Your task
Edit the lines running from the one containing "task: segment the capybara foot" through the one containing "235), (176, 238)]", inclusive, so that "capybara" becomes "otter" and nothing else changes. Give back only those lines.

··········

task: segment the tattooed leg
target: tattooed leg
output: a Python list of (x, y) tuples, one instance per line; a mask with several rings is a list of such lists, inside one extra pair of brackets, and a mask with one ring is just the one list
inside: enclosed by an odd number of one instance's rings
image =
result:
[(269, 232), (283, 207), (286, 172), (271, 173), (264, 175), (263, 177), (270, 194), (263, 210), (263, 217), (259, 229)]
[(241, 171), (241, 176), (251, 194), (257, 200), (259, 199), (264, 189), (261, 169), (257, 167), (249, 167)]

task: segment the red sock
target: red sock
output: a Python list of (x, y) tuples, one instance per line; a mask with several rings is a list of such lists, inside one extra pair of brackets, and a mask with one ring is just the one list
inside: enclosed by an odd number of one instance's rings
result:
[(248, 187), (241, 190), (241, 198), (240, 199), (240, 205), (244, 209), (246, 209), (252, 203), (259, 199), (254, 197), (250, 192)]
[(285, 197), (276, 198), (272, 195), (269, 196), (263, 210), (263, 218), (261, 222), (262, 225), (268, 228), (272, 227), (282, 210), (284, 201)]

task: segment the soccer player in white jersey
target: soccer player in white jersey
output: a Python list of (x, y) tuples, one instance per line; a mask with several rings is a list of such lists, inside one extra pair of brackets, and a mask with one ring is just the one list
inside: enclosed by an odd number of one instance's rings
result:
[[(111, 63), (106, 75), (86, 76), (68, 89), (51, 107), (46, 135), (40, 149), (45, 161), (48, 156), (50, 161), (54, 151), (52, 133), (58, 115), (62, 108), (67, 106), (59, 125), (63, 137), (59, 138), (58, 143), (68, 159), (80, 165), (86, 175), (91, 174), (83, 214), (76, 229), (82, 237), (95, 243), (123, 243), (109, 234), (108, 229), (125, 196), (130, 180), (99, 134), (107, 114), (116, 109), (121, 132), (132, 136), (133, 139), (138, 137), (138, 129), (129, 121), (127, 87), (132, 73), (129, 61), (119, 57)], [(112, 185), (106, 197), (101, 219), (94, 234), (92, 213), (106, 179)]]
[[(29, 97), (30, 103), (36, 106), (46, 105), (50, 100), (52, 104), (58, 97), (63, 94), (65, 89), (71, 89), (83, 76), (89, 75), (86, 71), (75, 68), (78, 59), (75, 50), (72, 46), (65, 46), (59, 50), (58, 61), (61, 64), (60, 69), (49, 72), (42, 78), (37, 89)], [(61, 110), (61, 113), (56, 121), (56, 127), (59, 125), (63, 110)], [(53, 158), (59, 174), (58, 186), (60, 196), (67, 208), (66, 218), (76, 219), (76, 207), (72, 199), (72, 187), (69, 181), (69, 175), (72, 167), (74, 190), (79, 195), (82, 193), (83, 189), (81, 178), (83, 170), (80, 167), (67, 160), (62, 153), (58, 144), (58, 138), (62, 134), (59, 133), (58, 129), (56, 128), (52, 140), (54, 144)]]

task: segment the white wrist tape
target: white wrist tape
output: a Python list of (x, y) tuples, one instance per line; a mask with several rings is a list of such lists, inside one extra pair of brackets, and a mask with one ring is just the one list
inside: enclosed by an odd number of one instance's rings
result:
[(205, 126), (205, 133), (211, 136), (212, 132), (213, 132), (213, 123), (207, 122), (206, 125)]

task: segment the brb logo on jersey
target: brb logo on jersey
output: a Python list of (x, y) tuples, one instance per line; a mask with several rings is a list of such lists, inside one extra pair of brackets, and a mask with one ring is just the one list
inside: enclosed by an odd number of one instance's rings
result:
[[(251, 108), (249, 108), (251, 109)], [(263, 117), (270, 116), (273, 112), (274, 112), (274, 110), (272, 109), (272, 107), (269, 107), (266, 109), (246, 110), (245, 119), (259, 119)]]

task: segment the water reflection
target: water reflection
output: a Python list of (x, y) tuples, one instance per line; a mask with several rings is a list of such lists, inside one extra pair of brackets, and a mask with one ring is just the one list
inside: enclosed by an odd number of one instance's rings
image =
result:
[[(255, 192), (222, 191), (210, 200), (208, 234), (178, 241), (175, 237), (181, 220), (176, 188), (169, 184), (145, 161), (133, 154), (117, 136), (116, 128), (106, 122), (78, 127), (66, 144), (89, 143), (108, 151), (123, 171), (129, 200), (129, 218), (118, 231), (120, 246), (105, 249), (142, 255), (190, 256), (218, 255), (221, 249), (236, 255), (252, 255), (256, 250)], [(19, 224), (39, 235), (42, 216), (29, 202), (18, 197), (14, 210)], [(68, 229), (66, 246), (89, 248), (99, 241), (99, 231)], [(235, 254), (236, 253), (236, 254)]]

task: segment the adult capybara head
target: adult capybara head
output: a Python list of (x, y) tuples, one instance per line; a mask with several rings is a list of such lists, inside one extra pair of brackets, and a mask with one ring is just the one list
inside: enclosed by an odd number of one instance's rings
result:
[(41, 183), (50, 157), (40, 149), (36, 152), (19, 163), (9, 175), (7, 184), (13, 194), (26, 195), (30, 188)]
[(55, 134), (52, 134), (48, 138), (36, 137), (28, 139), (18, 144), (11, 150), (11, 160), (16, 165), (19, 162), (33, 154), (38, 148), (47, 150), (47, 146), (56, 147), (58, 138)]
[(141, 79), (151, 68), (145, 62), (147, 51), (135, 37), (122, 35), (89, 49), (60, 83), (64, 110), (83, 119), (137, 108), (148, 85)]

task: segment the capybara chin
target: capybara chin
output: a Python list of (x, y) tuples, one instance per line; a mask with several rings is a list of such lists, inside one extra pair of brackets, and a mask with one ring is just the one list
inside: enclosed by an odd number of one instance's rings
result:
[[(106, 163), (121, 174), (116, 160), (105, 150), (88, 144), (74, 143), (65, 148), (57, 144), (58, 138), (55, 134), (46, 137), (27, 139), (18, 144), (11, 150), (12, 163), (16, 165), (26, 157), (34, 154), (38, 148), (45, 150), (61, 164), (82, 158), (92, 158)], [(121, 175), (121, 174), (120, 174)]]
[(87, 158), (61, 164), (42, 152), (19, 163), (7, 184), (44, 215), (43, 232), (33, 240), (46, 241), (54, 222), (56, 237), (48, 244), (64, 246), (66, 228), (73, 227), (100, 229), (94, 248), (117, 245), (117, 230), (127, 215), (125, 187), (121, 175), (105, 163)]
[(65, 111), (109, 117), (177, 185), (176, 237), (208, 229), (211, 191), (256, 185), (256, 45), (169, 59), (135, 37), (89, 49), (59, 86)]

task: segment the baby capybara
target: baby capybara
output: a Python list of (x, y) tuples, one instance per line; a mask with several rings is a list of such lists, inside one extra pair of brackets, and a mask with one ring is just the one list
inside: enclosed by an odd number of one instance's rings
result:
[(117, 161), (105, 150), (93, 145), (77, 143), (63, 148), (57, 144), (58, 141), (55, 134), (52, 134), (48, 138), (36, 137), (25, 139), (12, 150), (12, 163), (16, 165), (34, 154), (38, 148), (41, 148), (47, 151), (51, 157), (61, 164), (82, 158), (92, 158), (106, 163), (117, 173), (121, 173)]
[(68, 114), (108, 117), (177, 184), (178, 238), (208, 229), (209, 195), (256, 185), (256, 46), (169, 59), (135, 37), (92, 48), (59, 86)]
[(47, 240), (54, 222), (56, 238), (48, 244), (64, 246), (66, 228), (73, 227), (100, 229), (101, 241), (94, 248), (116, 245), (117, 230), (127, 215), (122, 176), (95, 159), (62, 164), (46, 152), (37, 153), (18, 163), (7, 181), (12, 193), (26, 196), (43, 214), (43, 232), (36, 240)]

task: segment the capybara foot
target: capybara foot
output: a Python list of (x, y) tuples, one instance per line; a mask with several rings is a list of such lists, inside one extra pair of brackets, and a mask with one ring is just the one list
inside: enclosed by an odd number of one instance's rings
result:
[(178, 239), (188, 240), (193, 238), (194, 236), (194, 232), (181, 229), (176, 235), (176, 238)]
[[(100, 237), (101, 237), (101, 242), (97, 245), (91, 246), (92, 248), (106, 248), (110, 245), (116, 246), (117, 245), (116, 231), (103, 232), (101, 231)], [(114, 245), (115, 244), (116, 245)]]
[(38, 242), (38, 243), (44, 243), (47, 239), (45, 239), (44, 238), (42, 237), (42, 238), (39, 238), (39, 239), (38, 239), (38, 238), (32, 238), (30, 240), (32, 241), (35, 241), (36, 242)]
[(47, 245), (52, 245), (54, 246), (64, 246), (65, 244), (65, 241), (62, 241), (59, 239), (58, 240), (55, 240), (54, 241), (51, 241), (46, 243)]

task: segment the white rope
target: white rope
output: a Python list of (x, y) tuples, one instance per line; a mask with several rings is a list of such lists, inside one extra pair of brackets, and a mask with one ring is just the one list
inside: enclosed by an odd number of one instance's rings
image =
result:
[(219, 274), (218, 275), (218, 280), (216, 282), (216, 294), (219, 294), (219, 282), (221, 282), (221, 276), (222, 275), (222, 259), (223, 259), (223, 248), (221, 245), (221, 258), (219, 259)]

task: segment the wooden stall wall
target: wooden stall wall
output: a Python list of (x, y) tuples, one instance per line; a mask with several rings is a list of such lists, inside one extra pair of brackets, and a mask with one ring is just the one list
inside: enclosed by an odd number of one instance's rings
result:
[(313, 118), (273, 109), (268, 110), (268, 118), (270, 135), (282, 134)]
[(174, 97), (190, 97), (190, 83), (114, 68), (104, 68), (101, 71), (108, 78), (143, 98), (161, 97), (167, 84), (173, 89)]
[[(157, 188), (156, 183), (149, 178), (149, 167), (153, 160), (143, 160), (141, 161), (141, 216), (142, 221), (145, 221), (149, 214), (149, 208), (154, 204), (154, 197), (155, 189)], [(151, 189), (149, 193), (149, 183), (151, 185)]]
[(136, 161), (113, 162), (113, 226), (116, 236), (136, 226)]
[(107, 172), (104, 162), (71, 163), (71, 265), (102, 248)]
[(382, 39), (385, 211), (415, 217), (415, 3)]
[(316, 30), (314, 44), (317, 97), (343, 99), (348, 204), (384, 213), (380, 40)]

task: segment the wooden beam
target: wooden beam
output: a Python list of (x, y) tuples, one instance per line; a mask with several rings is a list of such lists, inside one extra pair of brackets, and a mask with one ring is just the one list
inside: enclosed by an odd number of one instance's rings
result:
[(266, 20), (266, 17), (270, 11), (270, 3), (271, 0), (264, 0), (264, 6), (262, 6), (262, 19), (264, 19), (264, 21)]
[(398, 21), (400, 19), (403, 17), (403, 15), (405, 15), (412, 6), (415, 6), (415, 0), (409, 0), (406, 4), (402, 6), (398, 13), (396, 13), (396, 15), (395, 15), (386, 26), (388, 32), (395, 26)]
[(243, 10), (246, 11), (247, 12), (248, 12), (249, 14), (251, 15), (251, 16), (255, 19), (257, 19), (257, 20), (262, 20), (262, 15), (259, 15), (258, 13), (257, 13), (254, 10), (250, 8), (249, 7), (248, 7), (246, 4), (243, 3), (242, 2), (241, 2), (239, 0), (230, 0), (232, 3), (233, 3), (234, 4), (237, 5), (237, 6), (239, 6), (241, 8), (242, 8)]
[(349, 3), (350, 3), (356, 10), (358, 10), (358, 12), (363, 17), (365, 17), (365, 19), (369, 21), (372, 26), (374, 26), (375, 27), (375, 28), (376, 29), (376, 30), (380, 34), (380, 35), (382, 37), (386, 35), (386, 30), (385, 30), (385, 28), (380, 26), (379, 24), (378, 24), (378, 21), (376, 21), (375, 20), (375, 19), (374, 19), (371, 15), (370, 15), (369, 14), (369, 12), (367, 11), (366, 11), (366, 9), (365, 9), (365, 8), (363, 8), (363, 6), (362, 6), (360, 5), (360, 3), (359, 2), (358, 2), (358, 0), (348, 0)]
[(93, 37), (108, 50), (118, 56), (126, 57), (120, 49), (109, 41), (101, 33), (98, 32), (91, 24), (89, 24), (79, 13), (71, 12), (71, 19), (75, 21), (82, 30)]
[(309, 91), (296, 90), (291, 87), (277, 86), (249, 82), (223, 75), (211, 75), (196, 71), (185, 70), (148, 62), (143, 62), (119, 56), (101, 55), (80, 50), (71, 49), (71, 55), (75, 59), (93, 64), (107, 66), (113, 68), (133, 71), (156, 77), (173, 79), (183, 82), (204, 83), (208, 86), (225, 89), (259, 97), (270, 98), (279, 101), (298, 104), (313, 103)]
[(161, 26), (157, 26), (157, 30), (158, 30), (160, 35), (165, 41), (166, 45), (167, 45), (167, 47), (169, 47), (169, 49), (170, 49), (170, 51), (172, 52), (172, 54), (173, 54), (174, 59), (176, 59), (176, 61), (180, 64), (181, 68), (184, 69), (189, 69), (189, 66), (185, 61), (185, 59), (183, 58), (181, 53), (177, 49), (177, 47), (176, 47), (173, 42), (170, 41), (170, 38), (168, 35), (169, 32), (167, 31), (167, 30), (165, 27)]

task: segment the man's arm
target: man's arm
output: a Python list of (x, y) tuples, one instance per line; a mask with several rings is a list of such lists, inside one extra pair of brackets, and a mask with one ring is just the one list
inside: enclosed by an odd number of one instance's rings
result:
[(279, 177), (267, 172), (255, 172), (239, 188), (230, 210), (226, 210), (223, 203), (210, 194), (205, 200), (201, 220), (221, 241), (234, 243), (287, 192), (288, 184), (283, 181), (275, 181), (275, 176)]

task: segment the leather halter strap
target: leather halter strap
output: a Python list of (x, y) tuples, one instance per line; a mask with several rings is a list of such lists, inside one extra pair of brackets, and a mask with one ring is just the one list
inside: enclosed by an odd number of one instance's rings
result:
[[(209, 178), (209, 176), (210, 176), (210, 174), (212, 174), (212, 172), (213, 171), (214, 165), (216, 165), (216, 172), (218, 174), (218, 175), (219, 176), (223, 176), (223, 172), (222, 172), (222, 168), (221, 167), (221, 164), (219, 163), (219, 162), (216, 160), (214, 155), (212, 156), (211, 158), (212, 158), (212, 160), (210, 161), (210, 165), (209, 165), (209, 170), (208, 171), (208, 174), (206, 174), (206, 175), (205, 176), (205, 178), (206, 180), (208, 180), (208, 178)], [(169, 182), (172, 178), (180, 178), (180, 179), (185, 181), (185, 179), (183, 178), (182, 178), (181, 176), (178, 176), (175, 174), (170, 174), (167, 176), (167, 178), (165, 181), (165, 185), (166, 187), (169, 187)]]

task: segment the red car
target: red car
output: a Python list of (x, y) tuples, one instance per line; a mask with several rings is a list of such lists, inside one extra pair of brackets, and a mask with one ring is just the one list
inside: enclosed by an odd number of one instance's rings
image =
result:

··········

Output for this exercise
task: segment the otter foot
target: otter foot
output: a Python list of (x, y) tuples, one instance per line; a mask with several rings is a list of such lists, inside one extra pair of brackets, and a mask with one ring is just the one list
inside: enclosed by an odd number of one instance's rings
result:
[(178, 239), (188, 240), (193, 238), (194, 236), (194, 232), (181, 229), (176, 235), (176, 238)]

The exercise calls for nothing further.